Request:
Please reproduce every record, keeping each one exactly as written.

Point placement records

[start]

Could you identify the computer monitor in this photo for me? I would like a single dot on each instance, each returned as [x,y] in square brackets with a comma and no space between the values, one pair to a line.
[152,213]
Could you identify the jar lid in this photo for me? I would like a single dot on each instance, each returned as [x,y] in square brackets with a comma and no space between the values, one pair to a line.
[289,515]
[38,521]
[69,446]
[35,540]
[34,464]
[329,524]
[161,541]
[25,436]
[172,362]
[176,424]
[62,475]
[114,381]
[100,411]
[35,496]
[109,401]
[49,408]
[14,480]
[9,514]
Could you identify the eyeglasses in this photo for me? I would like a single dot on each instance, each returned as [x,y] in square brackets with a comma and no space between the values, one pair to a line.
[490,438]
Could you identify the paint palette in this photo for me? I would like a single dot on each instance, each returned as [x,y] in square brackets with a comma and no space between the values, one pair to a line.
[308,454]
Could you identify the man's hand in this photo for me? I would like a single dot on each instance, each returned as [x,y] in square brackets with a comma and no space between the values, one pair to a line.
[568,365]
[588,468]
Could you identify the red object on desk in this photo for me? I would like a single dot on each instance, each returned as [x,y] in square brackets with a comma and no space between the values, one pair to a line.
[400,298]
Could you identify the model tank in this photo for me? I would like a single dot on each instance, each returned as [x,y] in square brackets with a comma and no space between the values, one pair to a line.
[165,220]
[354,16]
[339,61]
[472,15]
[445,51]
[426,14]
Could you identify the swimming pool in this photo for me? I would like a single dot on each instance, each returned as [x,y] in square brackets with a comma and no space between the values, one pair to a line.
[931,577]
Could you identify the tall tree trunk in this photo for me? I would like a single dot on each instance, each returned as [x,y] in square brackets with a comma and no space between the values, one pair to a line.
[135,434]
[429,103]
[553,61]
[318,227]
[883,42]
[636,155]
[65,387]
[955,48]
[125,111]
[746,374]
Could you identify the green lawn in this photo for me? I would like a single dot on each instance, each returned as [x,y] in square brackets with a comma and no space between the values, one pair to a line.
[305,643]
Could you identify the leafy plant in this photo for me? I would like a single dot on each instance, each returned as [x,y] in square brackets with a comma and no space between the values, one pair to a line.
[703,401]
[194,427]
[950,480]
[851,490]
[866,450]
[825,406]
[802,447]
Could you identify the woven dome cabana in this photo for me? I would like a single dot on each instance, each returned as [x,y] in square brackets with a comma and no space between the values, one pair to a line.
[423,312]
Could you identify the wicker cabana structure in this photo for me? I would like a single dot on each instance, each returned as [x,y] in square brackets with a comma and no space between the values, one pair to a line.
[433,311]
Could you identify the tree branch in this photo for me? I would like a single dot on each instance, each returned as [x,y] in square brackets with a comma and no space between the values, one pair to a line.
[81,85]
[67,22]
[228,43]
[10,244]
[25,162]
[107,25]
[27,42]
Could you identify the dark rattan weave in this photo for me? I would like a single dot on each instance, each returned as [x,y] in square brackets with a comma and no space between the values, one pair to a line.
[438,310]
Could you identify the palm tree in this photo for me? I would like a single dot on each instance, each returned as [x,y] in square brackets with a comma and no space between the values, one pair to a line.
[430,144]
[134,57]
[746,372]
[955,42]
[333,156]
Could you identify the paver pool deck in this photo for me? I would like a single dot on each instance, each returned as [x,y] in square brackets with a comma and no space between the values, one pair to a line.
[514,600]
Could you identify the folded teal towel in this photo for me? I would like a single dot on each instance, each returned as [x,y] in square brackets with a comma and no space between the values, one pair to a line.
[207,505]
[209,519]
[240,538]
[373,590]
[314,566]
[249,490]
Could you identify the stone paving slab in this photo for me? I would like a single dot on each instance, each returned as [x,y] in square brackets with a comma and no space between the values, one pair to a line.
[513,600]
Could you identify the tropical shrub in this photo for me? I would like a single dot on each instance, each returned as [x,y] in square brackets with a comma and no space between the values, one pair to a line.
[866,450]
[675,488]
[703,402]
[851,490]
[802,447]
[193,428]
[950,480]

[end]

Result of the task:
Could you identify the computer monitor in this photo for me? I would like a single dot on each instance, each returned as [x,y] in square brackets with a comma and no space between the values, one pair to a line.
[152,213]
Could you identify the jar lid in this photo for me? I would like a single dot on each instance, each returned as [x,y] in square brackets with a comma and no space between the values, one pair to a line.
[289,515]
[38,521]
[69,446]
[35,540]
[34,464]
[329,524]
[161,541]
[25,436]
[172,362]
[176,424]
[62,475]
[114,381]
[100,411]
[35,496]
[109,401]
[49,408]
[14,480]
[9,514]
Could you identify the eyeglasses in this photo for me? I would like a single dot on each instance, each returned as [x,y] in square brackets with a comma and no space between the values, one pair to a line.
[490,438]
Could you identify the paint palette in this photo for me? I would like a single dot on each instance, each returned as [x,y] in square brackets with a comma and no space between the values, one pair to a line.
[308,454]
Could you identify the man's hand in this photo for me? I would like a single dot on each instance, each returned as [x,y] in square brackets with a comma and no space between the values, one pair to a line.
[568,365]
[588,468]
Could you identify the red object on desk in this photo for me? I would like a single dot on each instance, each returned as [x,y] in square brackets with a comma and no space between the values, one pair to a line.
[400,298]
Could you identify the model tank in this photo for me? I would like a single dot on each instance, each returned as [x,y] in square brackets with a comma and no space between the values, one pair to a line.
[165,220]
[354,16]
[339,61]
[472,15]
[445,51]
[426,14]
Could you identify the swimming pool in this photo for me? I would like a single dot on each instance, each returned as [x,y] in square brackets with a comma and no space between the values, one pair to a line.
[931,577]
Could you identify the tall tree trunk in this photo for me? I would like a single dot on each instance, each returned as [x,y] in square brackets with a comma and no space between the values, one pair to a line.
[135,434]
[429,103]
[553,61]
[318,227]
[883,42]
[636,155]
[65,387]
[955,48]
[125,111]
[746,374]
Could you identify the green lawn in this photo for me? I would like a single dot on each instance, each returned as [x,y] in square brackets with a comma and no space between the values, one pair to a line.
[305,643]
Could you identify the leafy plant in this photo for me? I would like a single dot on each instance, each returned as [x,y] in square brackets with a comma and no space between the values, one pair to a line.
[703,401]
[194,427]
[950,480]
[851,490]
[866,450]
[825,406]
[802,447]
Could you identify the woven dome cabana in this photo for me? I would like a single dot on each instance, each returned as [x,y] in square brackets with a comma and no space between the values, one pair to a line.
[423,312]
Could you identify the wicker cabana structure in this photo for me? I would like a single dot on each instance, each returned as [x,y] in square brackets with a comma and no space between the values, one pair to a line.
[433,311]
Could you identify the tree branch in this photo for me? I would like a single dot on each instance, each returned as [x,y] in square brackets with a comma and no space between the values, one pair to a line.
[81,85]
[67,22]
[228,43]
[10,244]
[25,162]
[107,25]
[27,42]
Could you identify the dark rattan weave in this photo for me? I would like a single dot on each instance, each returned as [x,y] in square brackets with a comma and no space between the values, one pair to a line.
[438,310]
Could you identify the palm tree in this photo for me? I would like a single dot on each instance, each returned as [x,y] in square brackets with a comma and no space between the values, one pair to a line.
[430,144]
[134,57]
[746,372]
[955,42]
[333,156]
Could you identify the paver pool deck in this photo for me? I would like a single dot on each instance, each returned as [x,y] in square brackets with a comma and no space between the values, one pair to a line.
[514,600]
Could you identify the folded teal towel in this photo for me? I would like a single dot on each instance, each returned as [x,y] in square brackets with a comma and no space between the values, one pair to a line.
[207,505]
[209,519]
[240,538]
[373,590]
[314,566]
[249,490]
Could you identify the stone paving slab in this photo for me? I would like a single dot on each instance, each returned as [x,y] in square brackets with a comma and no space between the values, one pair to a line.
[513,600]
Could you identify the tropical shrub in this photo for me? I would like a single dot on each instance, each returned as [x,y] in square brackets with a comma and no space between the values, one pair to a line.
[866,450]
[675,488]
[703,402]
[851,490]
[802,447]
[193,428]
[950,480]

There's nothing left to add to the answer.